(RECORDS FOR THIS EXERCISE Opens)
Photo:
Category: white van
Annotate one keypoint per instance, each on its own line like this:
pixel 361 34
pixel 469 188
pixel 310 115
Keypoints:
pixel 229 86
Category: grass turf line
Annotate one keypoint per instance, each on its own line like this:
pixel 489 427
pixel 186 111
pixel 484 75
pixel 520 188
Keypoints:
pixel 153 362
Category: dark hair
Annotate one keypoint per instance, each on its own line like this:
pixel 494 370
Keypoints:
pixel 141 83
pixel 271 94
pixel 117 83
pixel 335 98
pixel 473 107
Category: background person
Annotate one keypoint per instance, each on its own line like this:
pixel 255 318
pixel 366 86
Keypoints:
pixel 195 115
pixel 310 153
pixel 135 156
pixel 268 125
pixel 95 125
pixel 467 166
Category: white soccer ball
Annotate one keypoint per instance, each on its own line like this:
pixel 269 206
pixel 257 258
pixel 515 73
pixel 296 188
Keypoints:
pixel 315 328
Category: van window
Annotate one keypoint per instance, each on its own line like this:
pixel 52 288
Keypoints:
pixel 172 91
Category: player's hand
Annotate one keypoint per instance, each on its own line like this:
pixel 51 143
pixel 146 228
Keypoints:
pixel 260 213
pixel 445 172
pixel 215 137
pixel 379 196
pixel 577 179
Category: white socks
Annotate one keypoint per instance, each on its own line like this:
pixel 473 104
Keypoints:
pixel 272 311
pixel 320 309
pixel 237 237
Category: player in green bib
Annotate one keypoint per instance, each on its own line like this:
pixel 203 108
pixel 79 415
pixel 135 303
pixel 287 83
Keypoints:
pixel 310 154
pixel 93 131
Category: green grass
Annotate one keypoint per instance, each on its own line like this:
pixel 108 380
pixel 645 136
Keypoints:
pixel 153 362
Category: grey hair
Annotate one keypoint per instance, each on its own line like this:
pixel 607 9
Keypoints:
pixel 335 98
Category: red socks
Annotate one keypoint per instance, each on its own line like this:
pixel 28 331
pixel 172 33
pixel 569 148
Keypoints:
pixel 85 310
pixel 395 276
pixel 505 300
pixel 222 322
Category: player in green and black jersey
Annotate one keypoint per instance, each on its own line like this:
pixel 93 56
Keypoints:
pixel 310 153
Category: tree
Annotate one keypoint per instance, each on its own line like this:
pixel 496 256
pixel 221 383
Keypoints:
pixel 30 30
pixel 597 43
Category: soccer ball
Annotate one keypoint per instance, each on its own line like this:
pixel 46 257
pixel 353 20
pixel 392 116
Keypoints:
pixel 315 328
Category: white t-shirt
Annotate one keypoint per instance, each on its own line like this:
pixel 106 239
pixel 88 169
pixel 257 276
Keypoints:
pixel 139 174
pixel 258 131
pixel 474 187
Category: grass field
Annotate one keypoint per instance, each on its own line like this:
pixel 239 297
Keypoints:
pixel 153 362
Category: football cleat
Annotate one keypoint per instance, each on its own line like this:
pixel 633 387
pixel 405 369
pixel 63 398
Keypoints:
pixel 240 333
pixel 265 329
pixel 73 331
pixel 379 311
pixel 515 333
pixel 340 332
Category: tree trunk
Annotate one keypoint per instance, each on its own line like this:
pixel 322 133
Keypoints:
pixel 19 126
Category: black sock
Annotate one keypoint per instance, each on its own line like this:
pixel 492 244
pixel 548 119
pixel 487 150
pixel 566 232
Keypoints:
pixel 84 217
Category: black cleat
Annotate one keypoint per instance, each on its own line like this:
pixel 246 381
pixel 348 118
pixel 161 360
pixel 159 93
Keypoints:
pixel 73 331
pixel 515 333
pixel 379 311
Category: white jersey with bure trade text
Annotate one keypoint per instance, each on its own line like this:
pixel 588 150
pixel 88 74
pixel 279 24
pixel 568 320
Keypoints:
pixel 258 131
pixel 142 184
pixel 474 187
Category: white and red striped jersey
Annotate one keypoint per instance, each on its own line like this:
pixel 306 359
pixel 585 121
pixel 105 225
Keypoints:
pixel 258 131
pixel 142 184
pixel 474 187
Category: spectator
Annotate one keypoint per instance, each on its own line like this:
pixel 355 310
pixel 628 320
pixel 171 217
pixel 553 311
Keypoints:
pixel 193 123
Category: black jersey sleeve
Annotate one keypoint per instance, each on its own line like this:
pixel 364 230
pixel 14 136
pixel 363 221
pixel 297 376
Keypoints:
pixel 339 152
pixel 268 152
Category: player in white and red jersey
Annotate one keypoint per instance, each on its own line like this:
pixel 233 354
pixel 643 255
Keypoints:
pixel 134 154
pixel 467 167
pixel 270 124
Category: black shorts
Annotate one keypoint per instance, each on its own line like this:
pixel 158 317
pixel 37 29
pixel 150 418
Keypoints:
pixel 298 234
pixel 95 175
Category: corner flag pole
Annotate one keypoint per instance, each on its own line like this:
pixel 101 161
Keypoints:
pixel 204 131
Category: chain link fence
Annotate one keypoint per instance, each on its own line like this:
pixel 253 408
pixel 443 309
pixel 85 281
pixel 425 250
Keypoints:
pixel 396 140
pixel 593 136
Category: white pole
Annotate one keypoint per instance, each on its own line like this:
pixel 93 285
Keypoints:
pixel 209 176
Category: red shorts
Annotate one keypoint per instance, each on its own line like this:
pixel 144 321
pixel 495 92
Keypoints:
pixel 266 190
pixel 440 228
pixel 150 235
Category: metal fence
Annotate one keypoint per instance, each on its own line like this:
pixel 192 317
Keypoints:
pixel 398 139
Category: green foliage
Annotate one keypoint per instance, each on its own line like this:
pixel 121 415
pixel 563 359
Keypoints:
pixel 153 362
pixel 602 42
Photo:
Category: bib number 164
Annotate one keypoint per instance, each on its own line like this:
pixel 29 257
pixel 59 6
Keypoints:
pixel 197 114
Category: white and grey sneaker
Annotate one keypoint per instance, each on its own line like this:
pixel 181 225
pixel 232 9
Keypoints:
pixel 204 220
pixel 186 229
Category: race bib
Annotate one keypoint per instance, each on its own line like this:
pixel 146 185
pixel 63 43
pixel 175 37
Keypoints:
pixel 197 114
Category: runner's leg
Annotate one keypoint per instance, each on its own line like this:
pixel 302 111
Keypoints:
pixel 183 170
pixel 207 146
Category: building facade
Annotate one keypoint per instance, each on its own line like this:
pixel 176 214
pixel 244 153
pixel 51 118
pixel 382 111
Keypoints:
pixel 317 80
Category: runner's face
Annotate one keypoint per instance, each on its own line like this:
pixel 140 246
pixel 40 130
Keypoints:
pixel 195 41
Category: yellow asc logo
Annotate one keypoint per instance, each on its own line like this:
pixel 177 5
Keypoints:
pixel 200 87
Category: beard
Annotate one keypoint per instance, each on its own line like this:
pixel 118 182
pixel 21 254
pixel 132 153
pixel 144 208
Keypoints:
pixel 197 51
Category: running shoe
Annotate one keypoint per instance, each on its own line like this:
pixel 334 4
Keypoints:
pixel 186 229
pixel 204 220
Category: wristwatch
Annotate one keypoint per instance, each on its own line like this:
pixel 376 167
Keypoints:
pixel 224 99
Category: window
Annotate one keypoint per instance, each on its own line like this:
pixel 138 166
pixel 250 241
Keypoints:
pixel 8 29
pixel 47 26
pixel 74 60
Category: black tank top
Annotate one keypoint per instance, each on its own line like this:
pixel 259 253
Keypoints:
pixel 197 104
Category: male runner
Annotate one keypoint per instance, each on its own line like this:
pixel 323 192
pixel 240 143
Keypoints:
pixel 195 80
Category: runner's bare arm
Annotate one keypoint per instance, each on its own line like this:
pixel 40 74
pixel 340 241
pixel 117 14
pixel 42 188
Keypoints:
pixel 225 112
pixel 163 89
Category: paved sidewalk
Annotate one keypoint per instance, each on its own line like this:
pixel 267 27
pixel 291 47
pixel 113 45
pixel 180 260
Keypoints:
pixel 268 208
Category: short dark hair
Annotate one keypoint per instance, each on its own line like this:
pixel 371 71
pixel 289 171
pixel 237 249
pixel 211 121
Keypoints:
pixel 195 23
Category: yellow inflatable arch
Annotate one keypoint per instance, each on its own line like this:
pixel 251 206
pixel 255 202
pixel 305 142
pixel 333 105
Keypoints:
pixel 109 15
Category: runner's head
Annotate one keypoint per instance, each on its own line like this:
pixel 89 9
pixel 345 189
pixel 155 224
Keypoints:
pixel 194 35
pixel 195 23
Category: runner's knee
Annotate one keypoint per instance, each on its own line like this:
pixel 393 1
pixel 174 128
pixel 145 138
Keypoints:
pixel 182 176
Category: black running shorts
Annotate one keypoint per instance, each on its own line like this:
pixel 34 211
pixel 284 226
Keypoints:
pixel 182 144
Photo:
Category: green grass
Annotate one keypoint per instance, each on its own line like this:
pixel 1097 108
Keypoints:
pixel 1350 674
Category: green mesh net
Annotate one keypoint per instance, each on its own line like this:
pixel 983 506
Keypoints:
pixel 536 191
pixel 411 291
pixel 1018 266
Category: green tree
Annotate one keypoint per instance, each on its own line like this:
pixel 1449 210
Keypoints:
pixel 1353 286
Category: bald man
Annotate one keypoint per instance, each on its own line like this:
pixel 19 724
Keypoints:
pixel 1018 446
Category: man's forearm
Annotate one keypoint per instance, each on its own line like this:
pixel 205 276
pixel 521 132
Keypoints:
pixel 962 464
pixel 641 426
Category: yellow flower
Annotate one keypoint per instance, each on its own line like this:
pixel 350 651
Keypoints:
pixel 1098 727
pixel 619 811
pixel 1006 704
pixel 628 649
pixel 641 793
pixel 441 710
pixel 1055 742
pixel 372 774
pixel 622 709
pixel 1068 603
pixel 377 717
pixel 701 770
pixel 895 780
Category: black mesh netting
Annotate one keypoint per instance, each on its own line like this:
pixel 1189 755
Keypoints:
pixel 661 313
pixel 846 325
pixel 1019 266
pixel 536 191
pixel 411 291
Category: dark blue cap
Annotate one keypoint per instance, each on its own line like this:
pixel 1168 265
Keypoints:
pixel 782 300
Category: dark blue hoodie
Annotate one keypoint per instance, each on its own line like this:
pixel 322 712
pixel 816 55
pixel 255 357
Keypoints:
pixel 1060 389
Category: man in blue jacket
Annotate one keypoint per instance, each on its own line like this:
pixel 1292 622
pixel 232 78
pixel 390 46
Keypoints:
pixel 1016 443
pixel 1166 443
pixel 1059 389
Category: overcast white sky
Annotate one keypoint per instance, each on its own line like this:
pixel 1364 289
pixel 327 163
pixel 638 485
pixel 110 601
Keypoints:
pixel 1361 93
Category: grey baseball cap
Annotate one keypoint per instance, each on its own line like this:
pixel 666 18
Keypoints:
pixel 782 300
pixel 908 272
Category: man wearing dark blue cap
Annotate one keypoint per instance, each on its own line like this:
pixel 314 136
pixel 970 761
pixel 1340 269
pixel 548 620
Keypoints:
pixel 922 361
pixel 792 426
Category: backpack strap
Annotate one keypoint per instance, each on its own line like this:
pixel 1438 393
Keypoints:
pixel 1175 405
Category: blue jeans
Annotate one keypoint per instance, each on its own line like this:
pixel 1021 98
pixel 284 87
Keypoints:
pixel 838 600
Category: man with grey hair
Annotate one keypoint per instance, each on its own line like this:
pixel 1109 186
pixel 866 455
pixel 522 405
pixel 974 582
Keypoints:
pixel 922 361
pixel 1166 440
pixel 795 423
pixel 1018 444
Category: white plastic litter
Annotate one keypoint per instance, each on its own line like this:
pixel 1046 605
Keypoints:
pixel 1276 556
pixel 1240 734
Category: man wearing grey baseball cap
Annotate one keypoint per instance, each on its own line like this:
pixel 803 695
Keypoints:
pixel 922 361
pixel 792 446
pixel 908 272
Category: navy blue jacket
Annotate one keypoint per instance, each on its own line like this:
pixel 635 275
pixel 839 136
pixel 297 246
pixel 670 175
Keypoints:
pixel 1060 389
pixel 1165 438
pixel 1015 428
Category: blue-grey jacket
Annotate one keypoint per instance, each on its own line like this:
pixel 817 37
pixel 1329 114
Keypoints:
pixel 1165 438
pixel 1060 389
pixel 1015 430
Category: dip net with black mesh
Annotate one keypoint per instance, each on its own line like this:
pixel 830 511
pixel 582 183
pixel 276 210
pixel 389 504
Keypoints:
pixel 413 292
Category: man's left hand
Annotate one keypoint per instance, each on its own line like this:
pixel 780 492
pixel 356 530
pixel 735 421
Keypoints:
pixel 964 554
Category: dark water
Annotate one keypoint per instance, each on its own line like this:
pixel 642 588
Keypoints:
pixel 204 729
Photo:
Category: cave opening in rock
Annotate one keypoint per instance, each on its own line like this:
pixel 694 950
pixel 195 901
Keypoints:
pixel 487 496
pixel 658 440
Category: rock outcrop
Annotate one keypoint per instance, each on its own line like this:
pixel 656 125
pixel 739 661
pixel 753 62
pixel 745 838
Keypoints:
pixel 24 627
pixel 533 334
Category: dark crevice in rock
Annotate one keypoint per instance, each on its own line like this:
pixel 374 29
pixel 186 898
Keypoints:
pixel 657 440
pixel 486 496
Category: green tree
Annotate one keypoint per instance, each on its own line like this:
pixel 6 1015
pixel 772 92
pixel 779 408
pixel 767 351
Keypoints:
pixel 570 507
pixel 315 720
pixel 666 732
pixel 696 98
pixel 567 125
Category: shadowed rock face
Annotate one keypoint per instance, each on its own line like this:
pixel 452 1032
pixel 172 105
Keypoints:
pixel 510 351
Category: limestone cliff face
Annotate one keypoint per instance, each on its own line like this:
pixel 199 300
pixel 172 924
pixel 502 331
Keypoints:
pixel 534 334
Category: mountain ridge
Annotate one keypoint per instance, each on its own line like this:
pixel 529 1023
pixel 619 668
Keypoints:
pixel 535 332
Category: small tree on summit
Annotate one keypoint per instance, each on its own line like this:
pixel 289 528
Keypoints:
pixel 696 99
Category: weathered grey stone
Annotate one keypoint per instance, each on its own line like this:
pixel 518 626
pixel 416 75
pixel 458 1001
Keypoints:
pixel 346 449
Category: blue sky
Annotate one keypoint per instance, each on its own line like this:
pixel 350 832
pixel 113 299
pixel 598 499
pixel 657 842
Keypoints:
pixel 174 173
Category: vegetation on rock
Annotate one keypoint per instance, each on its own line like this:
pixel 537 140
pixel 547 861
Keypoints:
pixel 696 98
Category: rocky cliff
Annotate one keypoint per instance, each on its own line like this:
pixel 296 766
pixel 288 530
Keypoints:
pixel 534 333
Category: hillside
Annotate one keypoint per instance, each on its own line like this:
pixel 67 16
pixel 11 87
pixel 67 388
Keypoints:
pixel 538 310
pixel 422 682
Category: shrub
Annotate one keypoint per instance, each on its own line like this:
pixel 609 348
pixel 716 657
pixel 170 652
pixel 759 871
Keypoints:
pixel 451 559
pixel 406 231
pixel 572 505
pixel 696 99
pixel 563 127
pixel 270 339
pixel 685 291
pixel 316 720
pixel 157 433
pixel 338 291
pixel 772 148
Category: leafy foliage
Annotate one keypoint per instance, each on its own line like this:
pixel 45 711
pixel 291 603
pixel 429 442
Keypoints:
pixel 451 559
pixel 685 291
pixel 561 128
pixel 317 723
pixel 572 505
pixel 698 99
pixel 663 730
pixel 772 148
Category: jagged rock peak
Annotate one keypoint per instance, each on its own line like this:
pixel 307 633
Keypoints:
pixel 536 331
(RECORDS FOR THIS EXERCISE Closes)
> **ACTIVITY**: Your reply is to repeat, unchanged, the lines above running from the one with "pixel 269 206" up to and including the one with "Category: grey hair".

> **ANSWER BELOW**:
pixel 269 206
pixel 257 258
pixel 515 73
pixel 296 188
Keypoints:
pixel 315 328
Category: van window
Annotate one keypoint per instance, each on its own line like this:
pixel 52 288
Keypoints:
pixel 172 91
Category: player's hand
Annotate one keypoint per instance, each on its own line like this:
pixel 51 143
pixel 146 228
Keypoints:
pixel 260 213
pixel 445 172
pixel 215 137
pixel 379 196
pixel 577 179
Category: white socks
Annotate one keypoint per instance, each on its own line like this:
pixel 473 104
Keypoints:
pixel 272 311
pixel 320 309
pixel 237 237
Category: player in green bib
Annotate one keypoint per instance, each on its own line like this:
pixel 203 108
pixel 79 415
pixel 135 303
pixel 287 83
Keypoints:
pixel 310 154
pixel 93 131
Category: green grass
Annotate one keypoint per instance, each on its own line like this:
pixel 108 380
pixel 645 136
Keypoints:
pixel 153 362
Category: grey hair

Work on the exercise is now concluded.